Stated exercise A: Reproduce the stretch of the pastor's column from "As the list" through "Christ is accomplished.".
Stated exercise B: Carry on the pastor's column about the papal visit from the point where it stops.

All three of these names will be on the roll I call at our parish All Souls Mass.  Offered especially and by name for these and all who have been buried from our church this year, over time this beautiful liturgy has become increasingly poignant to me.  With each additional year as pastor, I have known more of the people on the list, and their families, longer and more intimately.   These thoughts come crowding forward fresh and alive with their names.   
As these sentiments and memories come, the richness of the Requiem Mass brings to bear all the power of the prayer of the Church.   These are not mere names of those who once were, but now no longer are.  These are lives entwined with our own even now, and we invoke their names before God in that pure act of love for them we call prayer.  
As the list grows longer with our lives, what could seem a burden brings also a boon.  All these souls for whom we offer our precious time and memory are unable to pray for themselves, but can and will pray for us.  Thereby is not only distance, but also difference overcome; and even when, to those who lack eyes of faith, death seems to have put the relationship past rescue or repair, the reconciling work of Christ is accomplished.
So come, hear these names called out before the throne of grace, and lend your prayer to their perfection.  The All Souls Requiem Mass will be Monday evening, November 2, at 7:30.  And for the prayers and sacrifices we will offer throughout the month, prepare your own envelope, and your own offering.  But first, linger over your own list.

Monsignor Smith

Saturday, October 17, 2015

Pack the place

From Papal Visit to Packed Pews, they call it.  That’s the Archdiocesan operative’s plan to get some “bounce” (to use a Washington term) in the faith life of our local church from the recent visit of our Holy Father Pope Francis.
In the three weeks since the visit, I have had an amazing array of people tell me just how much the Pope’s visit excited and moved them.  Many of them were people who received their tickets to the Mass of Canonization from our parish allotment, and therefore are people I know well and see often.  But there were also many others, including some whom I had only just met.  It is the first subject of conversation when I run into non-Catholic friends and acquaintances, as well; they profess to share in some of the excitement too.
An ever-growing percentage of the population around us claims and professes identities, associations, and ideologies that are not only Catholic or Christian, but sometimes even opposed to Catholicism and Christianity.  An ever-growing number of Catholics are comfortable with, and confident in, those same identities, associations, and ideologies, sometimes without realizing how they conflict with the basic truths of Divine Revelation in Jesus Christ.
Our Archbishop, Cardinal Donald Wuerl, recently released a Pastoral Letter whose purpose is summed up in its title, Being Catholic Today: Catholic Identity in an Age of Challenge.  Beautifully printed copies of this letter are available for you, now, in the church.

Dataset rows:
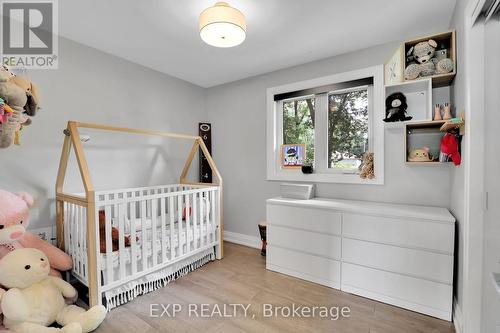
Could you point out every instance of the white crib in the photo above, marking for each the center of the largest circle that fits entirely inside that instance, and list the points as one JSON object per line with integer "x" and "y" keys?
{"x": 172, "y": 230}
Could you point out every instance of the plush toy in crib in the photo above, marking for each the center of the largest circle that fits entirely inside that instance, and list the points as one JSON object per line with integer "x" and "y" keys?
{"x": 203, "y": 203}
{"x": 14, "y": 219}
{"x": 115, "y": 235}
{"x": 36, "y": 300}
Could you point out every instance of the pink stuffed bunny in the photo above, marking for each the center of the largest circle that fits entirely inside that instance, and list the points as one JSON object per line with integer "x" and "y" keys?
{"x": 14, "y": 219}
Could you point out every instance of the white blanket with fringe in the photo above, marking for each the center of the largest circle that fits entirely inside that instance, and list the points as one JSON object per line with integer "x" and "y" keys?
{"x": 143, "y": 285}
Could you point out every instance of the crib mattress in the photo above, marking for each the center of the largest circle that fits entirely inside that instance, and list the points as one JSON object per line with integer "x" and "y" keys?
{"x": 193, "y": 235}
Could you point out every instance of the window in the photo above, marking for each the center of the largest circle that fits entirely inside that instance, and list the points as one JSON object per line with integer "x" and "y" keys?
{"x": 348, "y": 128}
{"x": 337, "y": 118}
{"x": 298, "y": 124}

---

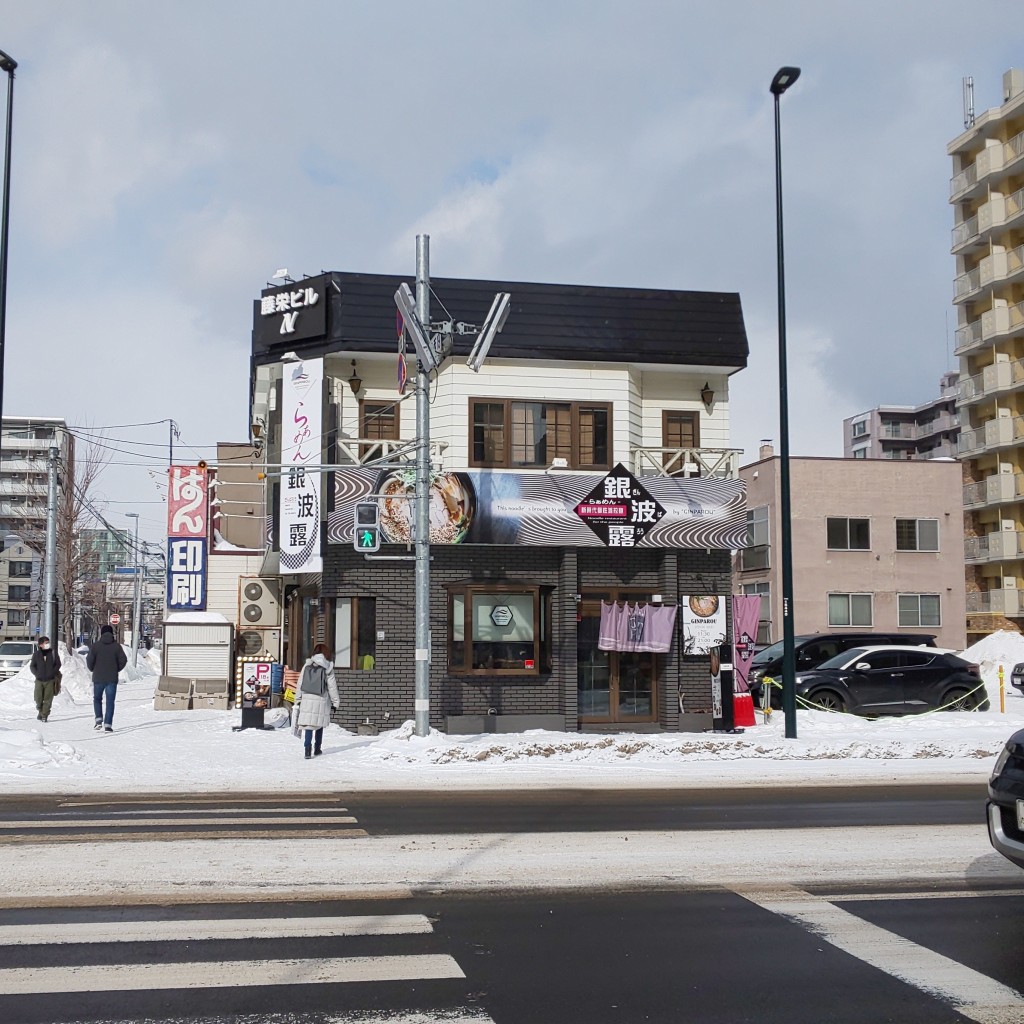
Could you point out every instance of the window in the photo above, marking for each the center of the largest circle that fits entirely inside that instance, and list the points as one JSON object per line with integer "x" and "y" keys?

Output A:
As the list grows longer with our lives, what could seem a burden brings also a boon.  All these souls for whom we offer our precious time and memory are unable to pray for themselves, but can and will pray for us.  Thereby is not only distance, but also difference overcome; and even when, to those who lack eyes of faith, death seems to have put the relationship past rescue or repair, the reconciling work of Christ is accomplished.

Output B:
He points out: As Americans, we are not required to carry around identity papers or wear special insignia on our clothing marking us as Christian. Nevertheless, each day the world does ask us, “Are you Christian?” We must answer truthfully and then act accordingly. If we are Christian, then Christ should be recognizable in us, and we should not be made to mask him or appear to be something else.
Our Holy Father made it his frequent refrain that all Catholics are called, first to conversion, then to witness: first to seek God’s mercy, then to offer it.  To remember the excitement of the visit and forget the content of the message would be to betray Pope Francis, and undermine the purpose of his visit.  This may seem like a burden, but in reality it makes for a great opportunity for the Church in the United States, in Washington, and in Four Corners. 
There is an abundance of good will toward the Pope in particular, Catholics in general, and the Church herself, which in our nation can never be taken for granted, but especially now.  All the more true right now is what His Eminence observed:  “What does the Church bring to society?” Even when people seem to pose this question as a challenge, deep down there is usually a note of hope in it.  After seeing the Pope, and the crowds, more people will be wondering, and well-disposed.  They will be turning to you and me with that question, and that hope.  We must respond ourselves, not with expectations for someone somewhere else in the Church.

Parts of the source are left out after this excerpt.